======== SUPPLIED RECORDS ========
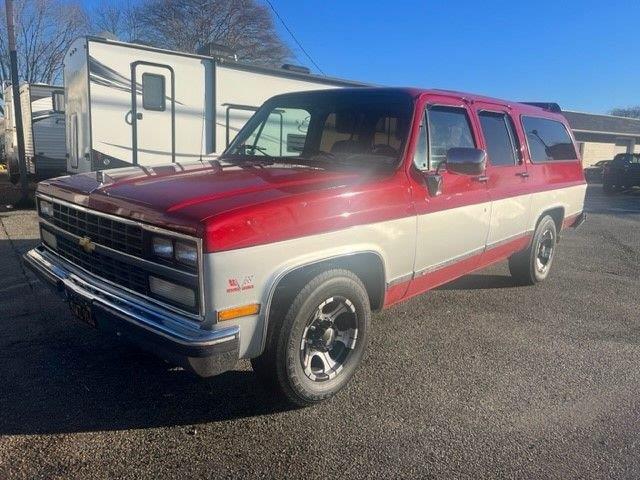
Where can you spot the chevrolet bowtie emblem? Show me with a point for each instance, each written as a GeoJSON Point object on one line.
{"type": "Point", "coordinates": [87, 245]}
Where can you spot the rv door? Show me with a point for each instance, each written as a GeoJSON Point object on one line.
{"type": "Point", "coordinates": [152, 113]}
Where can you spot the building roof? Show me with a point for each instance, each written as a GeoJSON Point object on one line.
{"type": "Point", "coordinates": [603, 124]}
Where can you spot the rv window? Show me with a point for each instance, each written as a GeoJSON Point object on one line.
{"type": "Point", "coordinates": [153, 92]}
{"type": "Point", "coordinates": [58, 102]}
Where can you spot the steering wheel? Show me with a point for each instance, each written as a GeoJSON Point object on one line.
{"type": "Point", "coordinates": [384, 149]}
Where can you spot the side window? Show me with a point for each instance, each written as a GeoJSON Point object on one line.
{"type": "Point", "coordinates": [499, 137]}
{"type": "Point", "coordinates": [449, 127]}
{"type": "Point", "coordinates": [283, 134]}
{"type": "Point", "coordinates": [548, 140]}
{"type": "Point", "coordinates": [153, 94]}
{"type": "Point", "coordinates": [420, 155]}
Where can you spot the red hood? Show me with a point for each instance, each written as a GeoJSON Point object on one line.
{"type": "Point", "coordinates": [185, 197]}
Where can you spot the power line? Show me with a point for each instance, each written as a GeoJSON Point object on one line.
{"type": "Point", "coordinates": [294, 37]}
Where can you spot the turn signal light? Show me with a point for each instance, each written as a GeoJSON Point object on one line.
{"type": "Point", "coordinates": [236, 312]}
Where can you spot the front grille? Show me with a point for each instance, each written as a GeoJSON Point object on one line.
{"type": "Point", "coordinates": [104, 231]}
{"type": "Point", "coordinates": [108, 268]}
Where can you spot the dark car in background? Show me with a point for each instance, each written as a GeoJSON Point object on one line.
{"type": "Point", "coordinates": [622, 172]}
{"type": "Point", "coordinates": [593, 173]}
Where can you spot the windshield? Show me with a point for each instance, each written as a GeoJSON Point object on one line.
{"type": "Point", "coordinates": [333, 128]}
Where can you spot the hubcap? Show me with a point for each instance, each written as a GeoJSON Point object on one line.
{"type": "Point", "coordinates": [329, 339]}
{"type": "Point", "coordinates": [546, 244]}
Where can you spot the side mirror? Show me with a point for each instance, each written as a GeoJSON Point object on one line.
{"type": "Point", "coordinates": [466, 161]}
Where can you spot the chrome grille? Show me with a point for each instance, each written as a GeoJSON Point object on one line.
{"type": "Point", "coordinates": [108, 268]}
{"type": "Point", "coordinates": [102, 230]}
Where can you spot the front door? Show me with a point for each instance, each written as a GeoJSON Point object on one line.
{"type": "Point", "coordinates": [453, 226]}
{"type": "Point", "coordinates": [507, 178]}
{"type": "Point", "coordinates": [152, 114]}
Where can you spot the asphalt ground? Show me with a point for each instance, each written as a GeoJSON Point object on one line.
{"type": "Point", "coordinates": [477, 379]}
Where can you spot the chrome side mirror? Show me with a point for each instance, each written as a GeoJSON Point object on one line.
{"type": "Point", "coordinates": [466, 161]}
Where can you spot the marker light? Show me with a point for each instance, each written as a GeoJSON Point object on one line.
{"type": "Point", "coordinates": [45, 208]}
{"type": "Point", "coordinates": [163, 247]}
{"type": "Point", "coordinates": [186, 253]}
{"type": "Point", "coordinates": [236, 312]}
{"type": "Point", "coordinates": [48, 238]}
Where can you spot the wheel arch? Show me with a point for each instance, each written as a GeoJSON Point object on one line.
{"type": "Point", "coordinates": [368, 266]}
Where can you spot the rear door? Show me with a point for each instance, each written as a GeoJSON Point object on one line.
{"type": "Point", "coordinates": [153, 113]}
{"type": "Point", "coordinates": [507, 176]}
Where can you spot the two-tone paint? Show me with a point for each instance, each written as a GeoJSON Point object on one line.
{"type": "Point", "coordinates": [259, 225]}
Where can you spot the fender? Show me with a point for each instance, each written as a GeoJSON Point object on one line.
{"type": "Point", "coordinates": [270, 291]}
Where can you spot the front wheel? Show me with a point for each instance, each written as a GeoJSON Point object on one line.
{"type": "Point", "coordinates": [532, 265]}
{"type": "Point", "coordinates": [313, 352]}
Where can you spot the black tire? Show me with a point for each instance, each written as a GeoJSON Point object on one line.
{"type": "Point", "coordinates": [533, 265]}
{"type": "Point", "coordinates": [281, 365]}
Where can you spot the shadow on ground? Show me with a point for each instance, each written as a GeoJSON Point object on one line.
{"type": "Point", "coordinates": [79, 383]}
{"type": "Point", "coordinates": [480, 282]}
{"type": "Point", "coordinates": [58, 375]}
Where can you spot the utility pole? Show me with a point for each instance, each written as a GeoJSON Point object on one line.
{"type": "Point", "coordinates": [25, 201]}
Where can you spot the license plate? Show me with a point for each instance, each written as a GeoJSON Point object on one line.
{"type": "Point", "coordinates": [81, 308]}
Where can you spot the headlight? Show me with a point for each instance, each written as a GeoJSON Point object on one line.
{"type": "Point", "coordinates": [186, 253]}
{"type": "Point", "coordinates": [171, 291]}
{"type": "Point", "coordinates": [163, 247]}
{"type": "Point", "coordinates": [45, 208]}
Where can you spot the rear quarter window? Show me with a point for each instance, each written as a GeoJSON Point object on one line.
{"type": "Point", "coordinates": [548, 140]}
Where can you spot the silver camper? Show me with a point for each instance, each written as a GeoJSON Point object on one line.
{"type": "Point", "coordinates": [134, 104]}
{"type": "Point", "coordinates": [44, 130]}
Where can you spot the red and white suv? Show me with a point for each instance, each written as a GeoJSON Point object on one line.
{"type": "Point", "coordinates": [326, 206]}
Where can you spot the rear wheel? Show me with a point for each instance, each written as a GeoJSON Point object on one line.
{"type": "Point", "coordinates": [607, 186]}
{"type": "Point", "coordinates": [313, 351]}
{"type": "Point", "coordinates": [532, 265]}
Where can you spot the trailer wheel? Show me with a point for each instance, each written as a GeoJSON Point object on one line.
{"type": "Point", "coordinates": [532, 265]}
{"type": "Point", "coordinates": [313, 351]}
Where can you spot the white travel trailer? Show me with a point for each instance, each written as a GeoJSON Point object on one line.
{"type": "Point", "coordinates": [44, 134]}
{"type": "Point", "coordinates": [134, 104]}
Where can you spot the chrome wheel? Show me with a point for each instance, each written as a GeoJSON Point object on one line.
{"type": "Point", "coordinates": [544, 253]}
{"type": "Point", "coordinates": [329, 339]}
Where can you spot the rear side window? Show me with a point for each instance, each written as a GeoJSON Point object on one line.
{"type": "Point", "coordinates": [498, 136]}
{"type": "Point", "coordinates": [548, 140]}
{"type": "Point", "coordinates": [153, 92]}
{"type": "Point", "coordinates": [449, 127]}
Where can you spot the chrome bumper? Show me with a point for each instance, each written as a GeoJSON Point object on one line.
{"type": "Point", "coordinates": [180, 340]}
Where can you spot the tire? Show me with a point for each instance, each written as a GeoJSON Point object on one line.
{"type": "Point", "coordinates": [308, 358]}
{"type": "Point", "coordinates": [533, 265]}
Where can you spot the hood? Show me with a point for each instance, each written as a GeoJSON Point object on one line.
{"type": "Point", "coordinates": [183, 197]}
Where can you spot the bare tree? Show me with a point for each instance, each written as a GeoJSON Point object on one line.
{"type": "Point", "coordinates": [245, 26]}
{"type": "Point", "coordinates": [122, 21]}
{"type": "Point", "coordinates": [632, 112]}
{"type": "Point", "coordinates": [44, 31]}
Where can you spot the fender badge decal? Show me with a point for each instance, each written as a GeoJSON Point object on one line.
{"type": "Point", "coordinates": [234, 285]}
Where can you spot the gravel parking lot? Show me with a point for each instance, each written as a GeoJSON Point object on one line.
{"type": "Point", "coordinates": [476, 379]}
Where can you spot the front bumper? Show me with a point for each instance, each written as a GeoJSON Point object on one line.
{"type": "Point", "coordinates": [206, 352]}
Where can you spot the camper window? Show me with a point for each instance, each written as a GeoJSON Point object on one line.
{"type": "Point", "coordinates": [153, 92]}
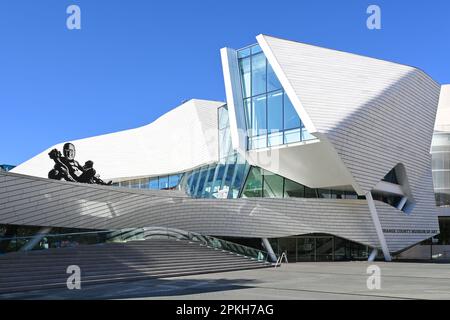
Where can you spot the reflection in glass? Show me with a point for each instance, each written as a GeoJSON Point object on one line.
{"type": "Point", "coordinates": [245, 69]}
{"type": "Point", "coordinates": [253, 185]}
{"type": "Point", "coordinates": [258, 74]}
{"type": "Point", "coordinates": [273, 185]}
========
→ **WHAT TO DO**:
Beginning with the line that holds "Where can you spot the tire?", output each line to the end of the material above, exactly, omitting the pictures.

→ **RESULT OF THE TASK**:
Where can you spot the tire? Show me with a point for each instance, each written as a GeoJSON Point object on one line.
{"type": "Point", "coordinates": [308, 358]}
{"type": "Point", "coordinates": [533, 265]}
Where can you spot the hood? Show me with a point for each instance, each written as a GeoJSON Point object on one line.
{"type": "Point", "coordinates": [183, 197]}
Where can you spot the bare tree? Show me with a point for each instance, each written as a GeoJSON Point object on one line.
{"type": "Point", "coordinates": [245, 26]}
{"type": "Point", "coordinates": [122, 21]}
{"type": "Point", "coordinates": [632, 112]}
{"type": "Point", "coordinates": [44, 31]}
Where can you spot the fender badge decal? Show me with a point for each instance, each written as a GeoJSON Point object on one line.
{"type": "Point", "coordinates": [234, 285]}
Where can you spot the gravel parking lot? Show me with a point for each instance, each written as a GeoJSON Point object on one line.
{"type": "Point", "coordinates": [476, 379]}
Where can you spot the front bumper? Show me with a point for each instance, each written as a GeoJSON Point object on one line.
{"type": "Point", "coordinates": [206, 352]}
Where can you spot the camper window? Show me with a point for each instance, each written as a GeoJSON Point object on one line.
{"type": "Point", "coordinates": [153, 92]}
Where can you spot the reflection in glass? Show me with a point for each instance, each written as a GeoJSON Point object on one line.
{"type": "Point", "coordinates": [245, 69]}
{"type": "Point", "coordinates": [253, 185]}
{"type": "Point", "coordinates": [258, 74]}
{"type": "Point", "coordinates": [273, 185]}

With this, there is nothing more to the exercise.